[TASK DESCRIPTION]
Please rewrite the lines below, substituting "athlete's" for every "player's" and leaving everything else unchanged.

[DATA LISTING]
************

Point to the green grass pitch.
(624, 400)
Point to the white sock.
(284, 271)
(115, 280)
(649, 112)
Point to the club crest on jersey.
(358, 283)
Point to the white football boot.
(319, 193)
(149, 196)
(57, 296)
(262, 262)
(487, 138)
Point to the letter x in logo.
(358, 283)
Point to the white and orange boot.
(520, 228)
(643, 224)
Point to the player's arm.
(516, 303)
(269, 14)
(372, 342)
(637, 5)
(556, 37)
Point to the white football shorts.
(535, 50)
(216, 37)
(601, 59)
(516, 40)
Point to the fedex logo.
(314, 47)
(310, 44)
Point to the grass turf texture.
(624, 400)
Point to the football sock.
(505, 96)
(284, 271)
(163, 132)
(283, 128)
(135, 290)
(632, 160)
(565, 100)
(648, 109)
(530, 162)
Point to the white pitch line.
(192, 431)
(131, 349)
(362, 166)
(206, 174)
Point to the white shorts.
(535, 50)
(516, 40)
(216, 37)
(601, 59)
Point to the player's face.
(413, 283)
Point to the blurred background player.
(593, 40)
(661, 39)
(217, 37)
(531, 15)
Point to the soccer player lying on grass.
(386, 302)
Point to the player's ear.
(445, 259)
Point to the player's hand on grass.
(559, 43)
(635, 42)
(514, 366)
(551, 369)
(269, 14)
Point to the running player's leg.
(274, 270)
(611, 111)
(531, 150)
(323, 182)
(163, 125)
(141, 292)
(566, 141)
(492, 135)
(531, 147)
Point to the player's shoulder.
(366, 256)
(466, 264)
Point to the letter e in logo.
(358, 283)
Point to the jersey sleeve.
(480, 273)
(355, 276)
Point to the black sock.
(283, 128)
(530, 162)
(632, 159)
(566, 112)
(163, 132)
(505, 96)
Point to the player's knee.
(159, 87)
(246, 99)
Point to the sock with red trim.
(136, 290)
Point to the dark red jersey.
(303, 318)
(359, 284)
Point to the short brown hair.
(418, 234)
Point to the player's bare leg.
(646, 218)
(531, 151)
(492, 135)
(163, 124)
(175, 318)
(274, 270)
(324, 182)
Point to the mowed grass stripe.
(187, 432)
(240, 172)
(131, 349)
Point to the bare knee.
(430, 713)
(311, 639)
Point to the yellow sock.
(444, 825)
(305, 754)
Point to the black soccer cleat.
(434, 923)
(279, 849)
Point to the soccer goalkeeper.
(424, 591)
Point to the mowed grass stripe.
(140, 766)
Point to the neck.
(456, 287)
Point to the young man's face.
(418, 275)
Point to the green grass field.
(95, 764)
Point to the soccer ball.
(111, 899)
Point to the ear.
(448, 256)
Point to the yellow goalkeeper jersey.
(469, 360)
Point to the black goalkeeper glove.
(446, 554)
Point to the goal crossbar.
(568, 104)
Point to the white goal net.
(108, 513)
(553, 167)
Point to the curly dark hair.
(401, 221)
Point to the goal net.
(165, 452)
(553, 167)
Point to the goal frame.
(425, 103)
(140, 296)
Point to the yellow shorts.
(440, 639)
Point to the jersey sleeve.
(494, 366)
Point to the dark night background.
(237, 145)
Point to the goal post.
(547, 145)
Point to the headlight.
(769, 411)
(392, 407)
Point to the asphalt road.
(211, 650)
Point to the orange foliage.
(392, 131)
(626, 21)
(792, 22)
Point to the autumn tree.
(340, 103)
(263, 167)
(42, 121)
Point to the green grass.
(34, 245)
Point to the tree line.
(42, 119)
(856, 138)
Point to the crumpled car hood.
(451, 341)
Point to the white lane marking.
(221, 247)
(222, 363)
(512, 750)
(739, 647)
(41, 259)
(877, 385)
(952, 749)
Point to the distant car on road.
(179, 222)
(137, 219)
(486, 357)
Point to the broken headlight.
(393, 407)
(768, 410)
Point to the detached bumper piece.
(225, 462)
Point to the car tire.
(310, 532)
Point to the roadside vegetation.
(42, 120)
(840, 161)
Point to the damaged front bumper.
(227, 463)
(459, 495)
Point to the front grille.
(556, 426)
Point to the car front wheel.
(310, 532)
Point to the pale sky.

************

[THE RESULT]
Point to the green grass pitch.
(624, 400)
Point to the white sock.
(284, 271)
(115, 280)
(649, 112)
Point to the club crest on jersey.
(358, 283)
Point to the white football boot.
(319, 193)
(149, 196)
(57, 296)
(262, 262)
(487, 138)
Point to the letter x in logo.
(358, 283)
Point to the white and orange boot.
(520, 228)
(643, 224)
Point to the athlete's arm.
(516, 303)
(269, 14)
(372, 342)
(637, 5)
(556, 37)
Point to the white football shorts.
(535, 50)
(216, 37)
(601, 59)
(516, 40)
Point to the fedex logo.
(314, 47)
(310, 44)
Point to the grass turf texture.
(624, 400)
Point to the football sock.
(505, 96)
(284, 271)
(163, 132)
(283, 128)
(135, 290)
(632, 160)
(565, 100)
(648, 109)
(530, 162)
Point to the white pitch line.
(192, 431)
(131, 349)
(362, 166)
(206, 174)
Point to the white shorts.
(535, 50)
(516, 40)
(216, 37)
(601, 59)
Point to the athlete's face.
(413, 283)
Point to the blurred background player.
(593, 40)
(661, 39)
(217, 37)
(531, 15)
Point to the soccer player lying on grass.
(386, 302)
Point to the athlete's ear.
(445, 259)
Point to the athlete's hand on grass.
(559, 43)
(635, 42)
(514, 366)
(551, 369)
(269, 14)
Point to the running athlete's leg.
(274, 270)
(611, 111)
(531, 150)
(323, 182)
(163, 125)
(141, 292)
(566, 141)
(492, 135)
(531, 147)
Point to the athlete's shoulder.
(366, 256)
(466, 264)
Point to the letter e in logo.
(358, 283)
Point to the jersey sleeve.
(480, 273)
(355, 276)
Point to the black sock.
(283, 128)
(530, 162)
(632, 159)
(566, 112)
(163, 132)
(505, 96)
Point to the athlete's knee.
(159, 87)
(246, 99)
Point to the sock with red trim.
(136, 290)
Point to the dark red jersey.
(303, 318)
(359, 284)
Point to the short brown hair.
(418, 234)
Point to the athlete's bare leg.
(646, 218)
(531, 151)
(492, 135)
(163, 124)
(175, 318)
(274, 270)
(324, 182)
Point to the mowed grass stripe.
(187, 432)
(240, 172)
(131, 349)
Point to the bare knee.
(430, 713)
(311, 639)
Point to the yellow sock.
(444, 825)
(305, 754)
Point to the black soccer cleat.
(434, 923)
(279, 849)
Point to the soccer goalkeeper.
(424, 591)
Point to the mowed grass stripe.
(140, 766)
Point to the neck.
(456, 287)
Point to the young man's face.
(418, 275)
Point to the green grass field.
(95, 764)
Point to the soccer ball.
(111, 899)
Point to the ear.
(448, 256)
Point to the yellow goalkeeper jersey.
(469, 360)
Point to the black goalkeeper glove.
(446, 554)
Point to the goal crossbar.
(568, 104)
Point to the white goal net.
(108, 513)
(553, 167)
Point to the curly dark hair.
(401, 221)
Point to the goal net.
(165, 452)
(553, 167)
Point to the goal frame.
(425, 103)
(140, 296)
Point to the yellow shorts.
(440, 639)
Point to the jersey sleeve.
(494, 366)
Point to the dark night background.
(237, 145)
Point to the goal post.
(547, 145)
Point to the headlight.
(769, 411)
(392, 407)
Point to the asphalt road.
(211, 650)
Point to the orange foliage.
(392, 131)
(626, 21)
(792, 22)
Point to the autumn tree.
(340, 103)
(263, 167)
(42, 121)
Point to the green grass.
(34, 245)
Point to the tree line.
(42, 119)
(856, 138)
Point to the crumpled car hood.
(451, 341)
Point to the white lane marking.
(221, 247)
(222, 363)
(512, 750)
(739, 647)
(41, 259)
(877, 385)
(952, 749)
Point to the distant car on road.
(179, 222)
(137, 219)
(486, 357)
Point to the broken headlight.
(393, 407)
(768, 410)
Point to the detached bumper piece.
(225, 462)
Point to the car tire.
(310, 532)
Point to the roadside vegetation.
(42, 120)
(840, 161)
Point to the damaged front bumper.
(227, 463)
(459, 495)
Point to the front grille.
(556, 426)
Point to the car front wheel.
(310, 532)
Point to the pale sky.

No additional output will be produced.